-------- TEXT SHOWN --------
A growing chorus of voices suggesting the possibility of a “micro” Bank of Canada rate cut were tempered following a slightly more “hawkish” rate announcement on Wednesday.
Ever since BoC Deputy Governor Paul Beaudry’s suggestion in December that the Bank could take interest rates lower than its current 0.25% policy rate—though not below zero—many started to believe the Bank may deliver a 10- or 15-bps rate cut (smaller than its traditional 25-bps rate movements) to combat floundering economic performance.
But there was no mention of changes to the Bank’s current monetary policy in its latest rate decision. Instead, the BoC reiterated that it will hold rates at the effective lower bound of 0.25% “until economic slack is absorbed” and 2% inflation can be “sustainably achieved.”
Further clarifying its expected timeline, the BoC added, “In our projection, this does not happen until into 2023.”
The Bank added that it will continue its Quantitative Easing program, but it will taper its bond purchases accordingly once the recovery is well underway.
“In the end, we avoided the rate cut that the market had been increasingly pricing in. If there was a time to lower the policy rate, this would have been the meeting to do it given the surge in COVID cases, strong Canadian dollar, ugly December employment report and negative growth outlook to start the year,” economists from National Bank of Canada wrote.
“If, as we expect, COVID case counts decline, nationwide inoculation continues and the economy cautiously reopens again, the Bank will have a much harder time convincing the public that more interest rate accommodation is needed.”
Optimism from the Bank of Canada
Some have called the Bank’s latest rate announcement more hawkish compared to previous statements. Despite forecasting a decline in GDP in the first quarter, the BoC expects 4% growth overall for 2021, followed by 4.8% growth in 2022, an increase from 3.7% in previous forecasts.
--------
# REQUIRED WORK
1 – Answer these from the Bank of Canada article:
(a) What is the Bank of Canada's current policy rate?
(b) According to the Bank's projection, when will economic slack be absorbed and 2% inflation be sustainably achieved?
(c) What growth does the Bank expect for 2022?
2 – Please reproduce the part of the Bank of Canada article that opens with the words containing "Further clarifying its" and closes with "of Canada wrote.".
3 – Decide whether each statement agrees with the Bank of Canada article, and quote the words that settle it:
(a) The Bank of Canada expects 4% growth overall for 2021.
(b) Paul Beaudry suggested the Bank could take interest rates below zero.
(c) The Bank said it would stop its Quantitative Easing program.
-------- RECORDS SHOWN --------
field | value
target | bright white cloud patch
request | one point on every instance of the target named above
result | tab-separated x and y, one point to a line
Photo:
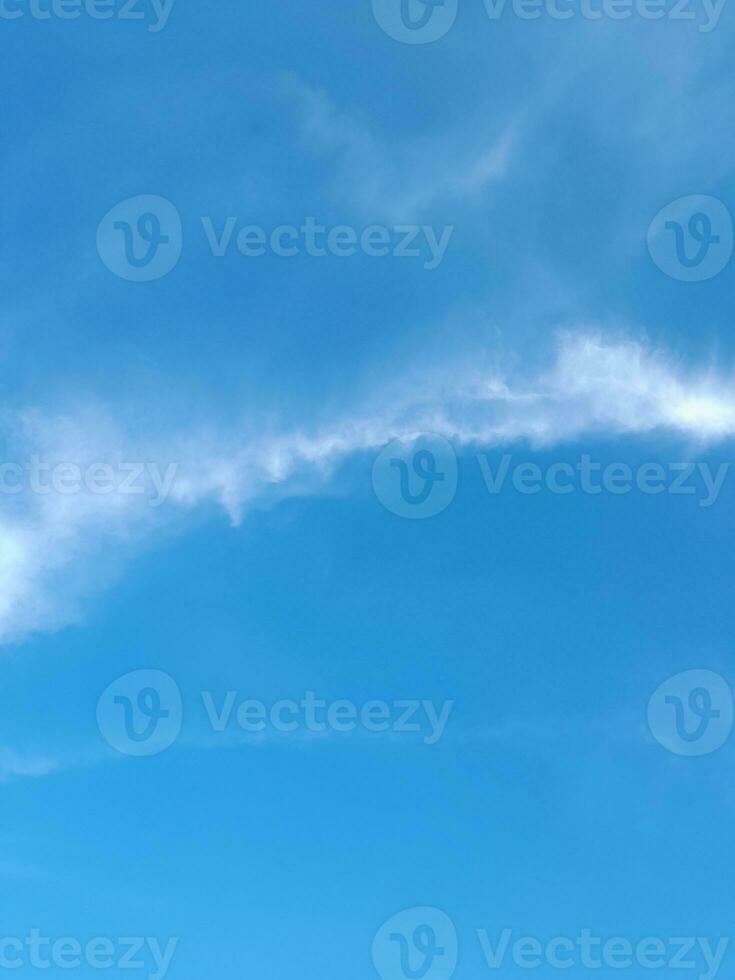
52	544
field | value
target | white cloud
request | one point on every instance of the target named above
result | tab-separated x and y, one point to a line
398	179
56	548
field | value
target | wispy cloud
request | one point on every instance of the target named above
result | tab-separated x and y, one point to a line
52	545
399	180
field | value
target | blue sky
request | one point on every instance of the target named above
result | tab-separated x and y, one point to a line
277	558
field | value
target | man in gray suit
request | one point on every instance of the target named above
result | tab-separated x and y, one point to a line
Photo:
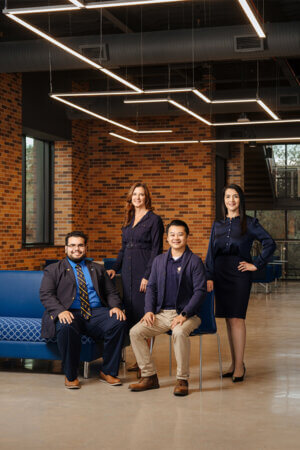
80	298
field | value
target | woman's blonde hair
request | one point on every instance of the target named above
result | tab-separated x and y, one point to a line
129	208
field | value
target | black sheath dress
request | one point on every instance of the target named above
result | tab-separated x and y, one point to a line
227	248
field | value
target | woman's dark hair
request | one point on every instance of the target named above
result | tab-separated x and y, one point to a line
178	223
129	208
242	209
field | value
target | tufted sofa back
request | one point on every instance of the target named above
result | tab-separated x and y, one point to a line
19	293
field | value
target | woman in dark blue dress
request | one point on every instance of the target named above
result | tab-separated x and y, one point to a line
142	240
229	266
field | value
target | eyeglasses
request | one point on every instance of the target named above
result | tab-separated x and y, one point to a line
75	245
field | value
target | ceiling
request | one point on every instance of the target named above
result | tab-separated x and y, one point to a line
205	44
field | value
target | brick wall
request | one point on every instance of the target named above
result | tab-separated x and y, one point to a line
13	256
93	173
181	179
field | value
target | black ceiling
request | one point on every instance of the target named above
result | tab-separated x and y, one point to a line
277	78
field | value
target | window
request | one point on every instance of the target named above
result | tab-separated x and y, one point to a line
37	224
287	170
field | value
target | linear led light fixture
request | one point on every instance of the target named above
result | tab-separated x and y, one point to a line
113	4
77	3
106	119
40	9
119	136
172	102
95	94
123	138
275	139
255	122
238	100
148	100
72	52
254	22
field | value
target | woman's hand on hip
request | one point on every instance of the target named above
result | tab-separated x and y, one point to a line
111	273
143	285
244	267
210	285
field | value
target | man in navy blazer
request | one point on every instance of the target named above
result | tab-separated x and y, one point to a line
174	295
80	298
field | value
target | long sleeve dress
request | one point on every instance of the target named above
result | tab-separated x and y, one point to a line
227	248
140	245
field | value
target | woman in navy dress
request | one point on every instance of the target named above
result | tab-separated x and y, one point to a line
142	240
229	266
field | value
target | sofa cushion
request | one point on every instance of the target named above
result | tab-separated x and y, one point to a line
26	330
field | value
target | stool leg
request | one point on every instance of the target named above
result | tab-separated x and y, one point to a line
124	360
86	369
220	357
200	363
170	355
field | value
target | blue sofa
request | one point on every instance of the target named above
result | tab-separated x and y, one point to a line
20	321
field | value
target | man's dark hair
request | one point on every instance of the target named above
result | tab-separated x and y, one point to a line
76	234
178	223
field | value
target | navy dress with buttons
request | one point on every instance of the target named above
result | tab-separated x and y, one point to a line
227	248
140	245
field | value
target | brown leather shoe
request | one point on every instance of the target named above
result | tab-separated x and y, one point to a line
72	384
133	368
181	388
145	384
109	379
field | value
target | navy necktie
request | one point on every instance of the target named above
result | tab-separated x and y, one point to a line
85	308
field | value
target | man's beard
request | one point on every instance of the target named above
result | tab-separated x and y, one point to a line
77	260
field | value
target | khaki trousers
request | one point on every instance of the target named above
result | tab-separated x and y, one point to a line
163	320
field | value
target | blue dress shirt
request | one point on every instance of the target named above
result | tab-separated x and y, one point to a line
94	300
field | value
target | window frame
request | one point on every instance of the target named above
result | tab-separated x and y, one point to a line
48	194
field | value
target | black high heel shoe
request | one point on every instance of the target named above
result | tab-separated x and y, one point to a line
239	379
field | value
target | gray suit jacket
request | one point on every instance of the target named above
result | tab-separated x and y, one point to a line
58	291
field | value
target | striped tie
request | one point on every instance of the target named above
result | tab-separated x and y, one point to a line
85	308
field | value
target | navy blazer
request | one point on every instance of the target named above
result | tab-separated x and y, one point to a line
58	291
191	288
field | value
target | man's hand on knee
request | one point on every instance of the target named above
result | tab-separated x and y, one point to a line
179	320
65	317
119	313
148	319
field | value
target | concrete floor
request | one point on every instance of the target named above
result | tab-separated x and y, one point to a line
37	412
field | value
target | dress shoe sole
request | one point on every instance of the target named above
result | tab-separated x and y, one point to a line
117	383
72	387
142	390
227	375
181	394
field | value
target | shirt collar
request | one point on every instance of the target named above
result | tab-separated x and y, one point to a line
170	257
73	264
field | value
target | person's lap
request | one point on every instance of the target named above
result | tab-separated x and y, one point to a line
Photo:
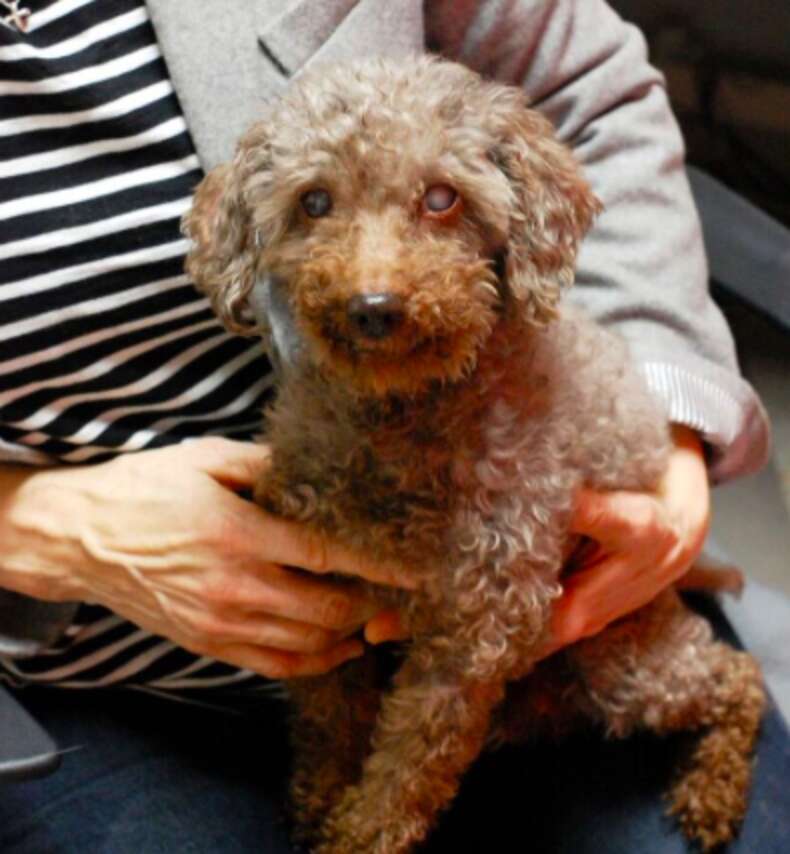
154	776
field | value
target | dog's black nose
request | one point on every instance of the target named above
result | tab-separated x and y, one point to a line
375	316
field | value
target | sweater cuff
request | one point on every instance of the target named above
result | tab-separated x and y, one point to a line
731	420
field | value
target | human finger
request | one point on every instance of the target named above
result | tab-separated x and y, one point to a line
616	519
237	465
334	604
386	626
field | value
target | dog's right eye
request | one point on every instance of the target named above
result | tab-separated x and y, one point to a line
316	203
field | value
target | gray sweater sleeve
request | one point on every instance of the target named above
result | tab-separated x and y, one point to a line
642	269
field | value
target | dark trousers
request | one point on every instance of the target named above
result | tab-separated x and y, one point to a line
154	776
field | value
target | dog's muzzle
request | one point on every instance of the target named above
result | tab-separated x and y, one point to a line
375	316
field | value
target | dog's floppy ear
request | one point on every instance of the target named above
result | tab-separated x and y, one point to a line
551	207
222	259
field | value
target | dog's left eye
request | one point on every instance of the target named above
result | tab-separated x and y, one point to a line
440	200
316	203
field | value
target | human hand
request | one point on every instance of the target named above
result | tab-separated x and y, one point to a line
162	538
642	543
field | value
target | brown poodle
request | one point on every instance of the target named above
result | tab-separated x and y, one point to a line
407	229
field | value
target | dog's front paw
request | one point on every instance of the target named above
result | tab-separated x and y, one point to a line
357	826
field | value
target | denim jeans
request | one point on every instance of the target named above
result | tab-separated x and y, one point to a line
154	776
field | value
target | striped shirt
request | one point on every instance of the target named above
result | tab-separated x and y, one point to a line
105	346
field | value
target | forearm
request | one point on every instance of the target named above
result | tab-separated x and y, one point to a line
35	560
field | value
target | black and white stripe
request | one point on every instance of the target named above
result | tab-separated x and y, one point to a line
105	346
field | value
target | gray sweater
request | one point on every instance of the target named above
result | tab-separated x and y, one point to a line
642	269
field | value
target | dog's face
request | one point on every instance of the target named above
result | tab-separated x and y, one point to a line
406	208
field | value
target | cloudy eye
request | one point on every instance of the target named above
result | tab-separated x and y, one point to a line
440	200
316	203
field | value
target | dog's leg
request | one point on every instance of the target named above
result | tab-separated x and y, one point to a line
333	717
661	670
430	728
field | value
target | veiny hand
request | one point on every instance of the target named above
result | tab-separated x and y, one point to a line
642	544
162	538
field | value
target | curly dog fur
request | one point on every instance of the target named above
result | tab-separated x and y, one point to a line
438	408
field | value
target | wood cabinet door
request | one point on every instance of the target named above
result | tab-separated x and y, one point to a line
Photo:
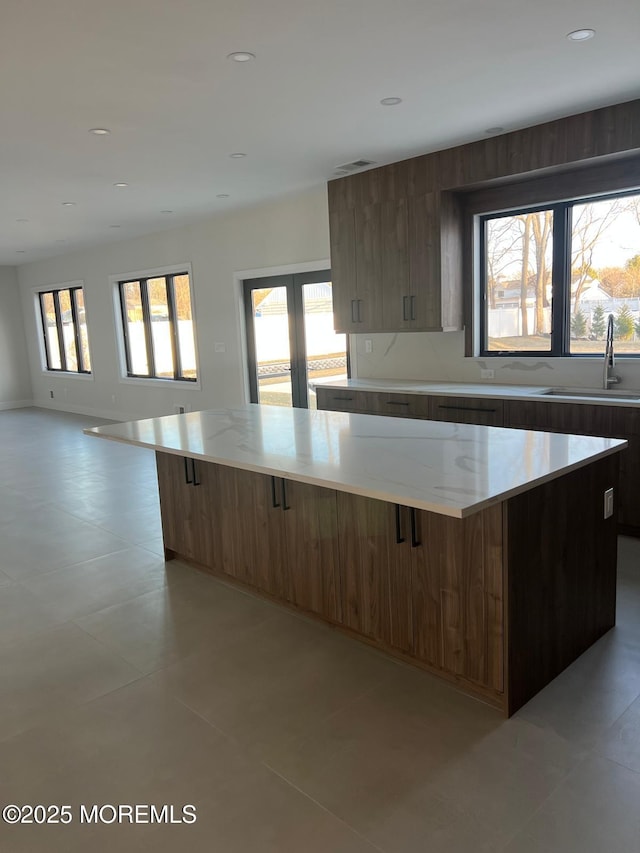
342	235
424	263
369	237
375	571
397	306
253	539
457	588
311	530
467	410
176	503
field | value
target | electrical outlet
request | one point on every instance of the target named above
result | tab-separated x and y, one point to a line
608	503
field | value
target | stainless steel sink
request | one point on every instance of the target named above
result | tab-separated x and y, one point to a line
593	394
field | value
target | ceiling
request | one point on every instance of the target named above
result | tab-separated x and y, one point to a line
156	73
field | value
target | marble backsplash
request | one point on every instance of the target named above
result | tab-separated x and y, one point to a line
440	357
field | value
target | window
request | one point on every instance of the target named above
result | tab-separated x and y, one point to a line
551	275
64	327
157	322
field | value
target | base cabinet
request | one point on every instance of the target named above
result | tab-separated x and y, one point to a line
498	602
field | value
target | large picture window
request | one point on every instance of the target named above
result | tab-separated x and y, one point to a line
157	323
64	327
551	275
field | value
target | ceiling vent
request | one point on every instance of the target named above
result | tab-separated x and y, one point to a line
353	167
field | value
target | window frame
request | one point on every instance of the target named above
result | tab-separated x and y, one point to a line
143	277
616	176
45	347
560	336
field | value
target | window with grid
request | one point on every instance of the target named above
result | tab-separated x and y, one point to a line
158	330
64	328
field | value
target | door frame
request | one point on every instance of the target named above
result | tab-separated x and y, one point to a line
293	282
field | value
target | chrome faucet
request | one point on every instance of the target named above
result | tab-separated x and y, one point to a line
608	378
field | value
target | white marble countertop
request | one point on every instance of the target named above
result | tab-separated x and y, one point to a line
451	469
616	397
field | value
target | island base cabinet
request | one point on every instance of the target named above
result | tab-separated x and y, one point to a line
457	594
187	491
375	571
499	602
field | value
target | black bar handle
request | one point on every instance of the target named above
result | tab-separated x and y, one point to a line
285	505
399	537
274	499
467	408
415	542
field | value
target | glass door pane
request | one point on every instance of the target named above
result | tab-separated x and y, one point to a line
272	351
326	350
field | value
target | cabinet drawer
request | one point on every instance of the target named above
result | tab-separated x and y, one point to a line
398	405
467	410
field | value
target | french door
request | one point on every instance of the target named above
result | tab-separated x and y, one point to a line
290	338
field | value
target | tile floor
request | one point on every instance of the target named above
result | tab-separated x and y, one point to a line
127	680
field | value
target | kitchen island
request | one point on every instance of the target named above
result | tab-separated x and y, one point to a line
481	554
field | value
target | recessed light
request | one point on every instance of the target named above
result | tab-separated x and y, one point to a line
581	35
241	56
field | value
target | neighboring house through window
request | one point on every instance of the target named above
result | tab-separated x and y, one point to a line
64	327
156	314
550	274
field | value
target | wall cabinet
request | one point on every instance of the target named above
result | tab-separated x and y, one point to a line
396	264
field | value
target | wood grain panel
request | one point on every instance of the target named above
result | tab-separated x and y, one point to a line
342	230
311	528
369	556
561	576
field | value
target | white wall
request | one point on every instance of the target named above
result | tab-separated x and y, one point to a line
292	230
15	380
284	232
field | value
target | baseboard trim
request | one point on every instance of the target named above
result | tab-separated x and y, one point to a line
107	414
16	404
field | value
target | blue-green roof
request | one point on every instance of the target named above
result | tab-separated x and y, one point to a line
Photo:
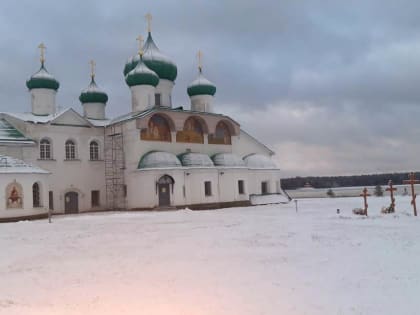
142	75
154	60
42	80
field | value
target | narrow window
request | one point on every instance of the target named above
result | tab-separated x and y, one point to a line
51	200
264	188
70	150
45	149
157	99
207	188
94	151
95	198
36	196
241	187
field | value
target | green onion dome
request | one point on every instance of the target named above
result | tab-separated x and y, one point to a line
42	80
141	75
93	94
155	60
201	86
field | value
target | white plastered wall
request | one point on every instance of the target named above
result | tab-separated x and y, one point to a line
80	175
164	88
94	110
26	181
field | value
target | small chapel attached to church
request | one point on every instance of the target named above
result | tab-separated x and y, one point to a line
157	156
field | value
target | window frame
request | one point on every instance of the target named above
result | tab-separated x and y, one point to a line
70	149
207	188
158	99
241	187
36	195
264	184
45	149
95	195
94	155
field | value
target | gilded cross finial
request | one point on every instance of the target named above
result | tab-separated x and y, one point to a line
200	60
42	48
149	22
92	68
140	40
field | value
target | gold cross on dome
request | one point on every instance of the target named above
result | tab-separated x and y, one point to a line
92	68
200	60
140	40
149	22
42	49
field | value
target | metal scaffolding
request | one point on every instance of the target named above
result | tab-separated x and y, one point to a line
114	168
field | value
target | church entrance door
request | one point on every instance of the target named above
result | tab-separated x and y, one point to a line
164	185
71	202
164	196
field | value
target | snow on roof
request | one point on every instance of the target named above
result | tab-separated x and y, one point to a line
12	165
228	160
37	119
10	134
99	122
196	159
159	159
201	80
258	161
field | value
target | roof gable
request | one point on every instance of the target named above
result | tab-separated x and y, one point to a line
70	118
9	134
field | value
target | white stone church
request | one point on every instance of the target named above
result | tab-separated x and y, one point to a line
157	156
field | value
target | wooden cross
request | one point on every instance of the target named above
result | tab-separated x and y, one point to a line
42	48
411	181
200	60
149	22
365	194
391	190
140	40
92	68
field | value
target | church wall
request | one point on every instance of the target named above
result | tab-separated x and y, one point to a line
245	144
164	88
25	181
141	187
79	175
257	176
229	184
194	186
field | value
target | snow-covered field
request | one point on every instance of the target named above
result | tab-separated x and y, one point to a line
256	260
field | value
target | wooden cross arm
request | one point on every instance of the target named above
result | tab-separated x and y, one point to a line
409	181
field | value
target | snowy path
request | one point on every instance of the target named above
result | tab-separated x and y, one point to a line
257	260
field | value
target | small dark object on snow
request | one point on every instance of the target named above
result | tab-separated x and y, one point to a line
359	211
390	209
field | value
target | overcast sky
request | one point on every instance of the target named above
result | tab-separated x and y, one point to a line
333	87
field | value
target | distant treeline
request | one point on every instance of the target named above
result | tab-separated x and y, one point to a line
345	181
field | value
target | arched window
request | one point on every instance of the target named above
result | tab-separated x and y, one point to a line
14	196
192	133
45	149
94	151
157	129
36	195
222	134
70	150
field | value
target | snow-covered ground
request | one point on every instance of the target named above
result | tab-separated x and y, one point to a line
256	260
--------
# OUTPUTS IN ORDER
1 –
(a) 0.25%
(b) Not until into 2023
(c) 4.8%

2 –
Further clarifying its expected timeline, the BoC added, “In our projection, this does not happen until into 2023.”
The Bank added that it will continue its Quantitative Easing program, but it will taper its bond purchases accordingly once the recovery is well underway.
“In the end, we avoided the rate cut that the market had been increasingly pricing in. If there was a time to lower the policy rate, this would have been the meeting to do it given the surge in COVID cases, strong Canadian dollar, ugly December employment report and negative growth outlook to start the year,” economists from National Bank of Canada wrote.

3 –
(a) Yes: "the BoC expects 4% growth overall for 2021"
(b) No: "though not below zero"
(c) No: "it will continue its Quantitative Easing program"